THE VILLAGE VOICE
Documentary explores gay men’s complex feelings about the way they talk,
Most of us are familiar with the stereotype of a “gay voice.” A man speaks at a higher pitch, and in a more melodious fashion. The man might pronounce his p’s, t’s and k’s very crisply, or have what’s sometimes (incorrectly) described as a “lisp.” Think Nathan Lane in The Birdcage, or Buddy Cole of The Kids in the Hall.
But is there any reality in this stereotype? Do gay men actually sound different than straight men? And if so, why?
These are the questions in a new documentary, Do I Sound Gay? It’s a fascinating and nuanced film, in which the director, David Thorpe, uses his feelings about his voice to look at attitudes toward homosexuality. It raises a complicated discussion about gay pride, lingering homophobia, disguised misogyny and the extent to which we all alter the image that we present to the world.
As the film begins, Thorpe is disturbed because he realizes he doesn’t like his voice anymore. He’s just gone through a breakup and is feeling unconfident and low. “Who could respect, much less fall in love with, an old braying ninny like me?” he asks.
With these feelings of self-loathing, Thorpe sets on a journey to see if he can become more comfortable with his voice again (and, presumably, with himself ). He enrols in voice coaching that promises to give him a “powerful and authentic” voice.
Thorpe explores in other ways the meaning behind his voice and his discomfort with it. He carries out thoughtful conversations with his friends and prominent gay and lesbian figures — including George Takei, David Sedaris, Dan Savage, Margaret Cho and Don Lemon — about what it means to “sound gay.” And though these people are all proud of their sexuality, he finds many of them have surprisingly complex feelings about their voices.
The film asks more questions than it answers. But in so doing, it invites everyone to think about what their own voice says about who they are, where they came from and where they want to go. The science of ‘the gay voice’ To start with, the stereotypical “gay voice” isn’t necessarily gay.
In a study published in 2003, Ron Smyth, a linguist at the University of Toronto, found that participants readily separated recordings of 25 diverse voices into those who “sounded gay” and those who “sounded straight.” People picked up on features of the gay stereotype — voices that were higher and more melodious were more often labelled “gay.”
The trouble was that these labels had little relationship with sexuality. In Smyth’s study, people correctly guessed a man’s sexuality about 60 per cent of the time, only a little better than random.
-------
**WHAT YOU WILL DO:**
1. Reproduce word for word the passage of the article on the documentary Do I Sound Gay? that begins at the words "The film asks" and stops after the words "isn’t necessarily gay.".
2. In the article on the documentary Do I Sound Gay?, how often did participants in Ron Smyth's study correctly guess a man's sexuality?
-------
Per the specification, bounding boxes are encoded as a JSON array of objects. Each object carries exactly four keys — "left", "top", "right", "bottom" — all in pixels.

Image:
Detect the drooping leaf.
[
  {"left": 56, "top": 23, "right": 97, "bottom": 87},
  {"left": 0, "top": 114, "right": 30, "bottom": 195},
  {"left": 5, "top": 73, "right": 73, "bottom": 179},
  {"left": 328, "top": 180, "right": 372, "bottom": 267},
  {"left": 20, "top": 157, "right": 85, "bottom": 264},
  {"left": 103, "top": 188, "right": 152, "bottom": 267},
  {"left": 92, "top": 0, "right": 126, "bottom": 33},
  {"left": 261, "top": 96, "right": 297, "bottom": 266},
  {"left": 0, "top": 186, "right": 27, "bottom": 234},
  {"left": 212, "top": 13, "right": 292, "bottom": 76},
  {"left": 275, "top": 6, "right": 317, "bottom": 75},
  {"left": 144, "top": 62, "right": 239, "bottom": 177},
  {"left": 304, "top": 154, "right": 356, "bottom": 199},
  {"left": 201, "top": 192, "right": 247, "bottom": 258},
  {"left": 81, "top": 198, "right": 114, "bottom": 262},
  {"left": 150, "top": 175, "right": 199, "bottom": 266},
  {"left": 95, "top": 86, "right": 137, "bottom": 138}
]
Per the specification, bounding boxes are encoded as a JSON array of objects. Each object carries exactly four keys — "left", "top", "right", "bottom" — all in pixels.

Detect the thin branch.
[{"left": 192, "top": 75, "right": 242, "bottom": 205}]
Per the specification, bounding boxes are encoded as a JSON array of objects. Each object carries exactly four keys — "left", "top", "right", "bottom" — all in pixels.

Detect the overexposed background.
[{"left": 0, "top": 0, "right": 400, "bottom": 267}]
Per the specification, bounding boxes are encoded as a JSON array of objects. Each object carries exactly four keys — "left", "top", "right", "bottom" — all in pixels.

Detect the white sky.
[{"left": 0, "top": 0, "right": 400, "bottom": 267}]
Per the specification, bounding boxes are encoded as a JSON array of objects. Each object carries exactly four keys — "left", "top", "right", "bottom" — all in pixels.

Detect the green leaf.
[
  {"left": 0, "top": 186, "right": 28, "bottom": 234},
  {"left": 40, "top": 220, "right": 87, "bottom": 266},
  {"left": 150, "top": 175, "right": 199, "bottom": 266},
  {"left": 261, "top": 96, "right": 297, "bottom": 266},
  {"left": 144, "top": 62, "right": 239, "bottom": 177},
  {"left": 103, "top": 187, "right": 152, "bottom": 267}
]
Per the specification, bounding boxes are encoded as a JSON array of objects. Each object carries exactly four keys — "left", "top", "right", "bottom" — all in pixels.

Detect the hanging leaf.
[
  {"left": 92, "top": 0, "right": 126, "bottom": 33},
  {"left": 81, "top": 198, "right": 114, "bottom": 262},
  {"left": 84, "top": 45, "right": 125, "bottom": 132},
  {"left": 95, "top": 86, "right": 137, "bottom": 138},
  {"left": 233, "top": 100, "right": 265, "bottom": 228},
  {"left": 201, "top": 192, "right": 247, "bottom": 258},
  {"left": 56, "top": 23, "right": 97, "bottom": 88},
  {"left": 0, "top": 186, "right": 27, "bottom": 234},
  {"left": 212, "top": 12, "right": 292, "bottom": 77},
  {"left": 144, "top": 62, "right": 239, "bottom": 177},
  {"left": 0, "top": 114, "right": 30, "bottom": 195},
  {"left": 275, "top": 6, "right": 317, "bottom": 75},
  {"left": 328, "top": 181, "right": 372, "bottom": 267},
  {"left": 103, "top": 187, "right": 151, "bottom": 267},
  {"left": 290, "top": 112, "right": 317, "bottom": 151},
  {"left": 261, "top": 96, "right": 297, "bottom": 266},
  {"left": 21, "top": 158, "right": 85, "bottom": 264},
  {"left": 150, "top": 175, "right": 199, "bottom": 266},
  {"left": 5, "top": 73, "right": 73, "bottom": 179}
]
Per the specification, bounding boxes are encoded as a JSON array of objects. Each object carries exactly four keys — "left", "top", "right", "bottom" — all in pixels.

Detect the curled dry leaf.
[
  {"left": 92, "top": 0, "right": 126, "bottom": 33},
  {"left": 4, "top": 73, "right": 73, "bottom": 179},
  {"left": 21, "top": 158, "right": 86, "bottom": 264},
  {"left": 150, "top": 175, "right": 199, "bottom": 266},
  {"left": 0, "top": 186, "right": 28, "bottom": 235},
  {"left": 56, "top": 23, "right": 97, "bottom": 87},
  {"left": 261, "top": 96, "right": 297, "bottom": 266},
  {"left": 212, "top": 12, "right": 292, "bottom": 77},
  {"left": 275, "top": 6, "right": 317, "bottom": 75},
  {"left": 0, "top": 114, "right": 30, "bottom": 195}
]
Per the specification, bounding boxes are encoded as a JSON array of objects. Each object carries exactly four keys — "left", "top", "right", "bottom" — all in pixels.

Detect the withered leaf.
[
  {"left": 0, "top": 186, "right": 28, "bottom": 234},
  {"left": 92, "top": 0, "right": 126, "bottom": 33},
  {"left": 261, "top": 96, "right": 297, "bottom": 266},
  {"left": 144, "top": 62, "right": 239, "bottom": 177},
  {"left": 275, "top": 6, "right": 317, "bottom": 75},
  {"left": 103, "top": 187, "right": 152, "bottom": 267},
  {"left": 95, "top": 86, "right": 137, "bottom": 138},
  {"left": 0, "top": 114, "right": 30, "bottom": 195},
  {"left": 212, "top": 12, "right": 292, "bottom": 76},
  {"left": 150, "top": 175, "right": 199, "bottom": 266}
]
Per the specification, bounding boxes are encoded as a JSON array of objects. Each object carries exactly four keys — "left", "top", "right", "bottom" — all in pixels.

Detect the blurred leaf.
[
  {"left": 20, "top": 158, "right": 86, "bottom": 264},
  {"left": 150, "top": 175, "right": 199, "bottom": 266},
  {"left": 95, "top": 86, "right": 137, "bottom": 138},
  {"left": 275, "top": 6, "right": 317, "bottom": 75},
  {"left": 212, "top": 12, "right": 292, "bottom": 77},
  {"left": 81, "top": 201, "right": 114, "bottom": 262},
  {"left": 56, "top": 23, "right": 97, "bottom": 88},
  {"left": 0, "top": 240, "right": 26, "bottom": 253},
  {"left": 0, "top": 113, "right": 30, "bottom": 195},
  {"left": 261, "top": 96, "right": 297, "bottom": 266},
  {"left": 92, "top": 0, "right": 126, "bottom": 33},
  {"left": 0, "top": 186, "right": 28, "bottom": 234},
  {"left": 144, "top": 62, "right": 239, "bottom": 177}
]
-------
**SOLUTIONS PER TASK:**
1.
The film asks more questions than it answers. But in so doing, it invites everyone to think about what their own voice says about who they are, where they came from and where they want to go. The science of ‘the gay voice’ To start with, the stereotypical “gay voice” isn’t necessarily gay.

2. About 60 percent of the time, only a little better than random.